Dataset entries
<<<<

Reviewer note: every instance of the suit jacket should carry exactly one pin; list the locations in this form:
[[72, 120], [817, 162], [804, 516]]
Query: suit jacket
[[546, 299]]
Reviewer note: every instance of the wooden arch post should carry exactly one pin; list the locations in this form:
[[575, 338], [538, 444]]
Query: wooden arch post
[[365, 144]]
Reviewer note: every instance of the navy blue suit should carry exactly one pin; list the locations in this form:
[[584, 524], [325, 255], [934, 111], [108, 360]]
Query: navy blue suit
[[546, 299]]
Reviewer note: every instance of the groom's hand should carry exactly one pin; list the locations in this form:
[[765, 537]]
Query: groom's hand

>>>>

# WHAT IS NEEDED:
All lines from the one containing "[[575, 338], [538, 444]]" through the last line of the data must be set down exactly. No other lines belong in the answer.

# EXERCISE ANSWER:
[[575, 338], [538, 444]]
Query: wooden arch post
[[365, 144]]
Reviewer note: every instance of the navy blue suit should carry exactly one pin; list the locations in this form:
[[584, 524], [325, 255], [934, 111], [108, 360]]
Query: navy blue suit
[[546, 299]]
Reviewer note: every instance of the groom's hand should carry exactly one pin; list the locations in this form:
[[765, 537]]
Query: groom's hand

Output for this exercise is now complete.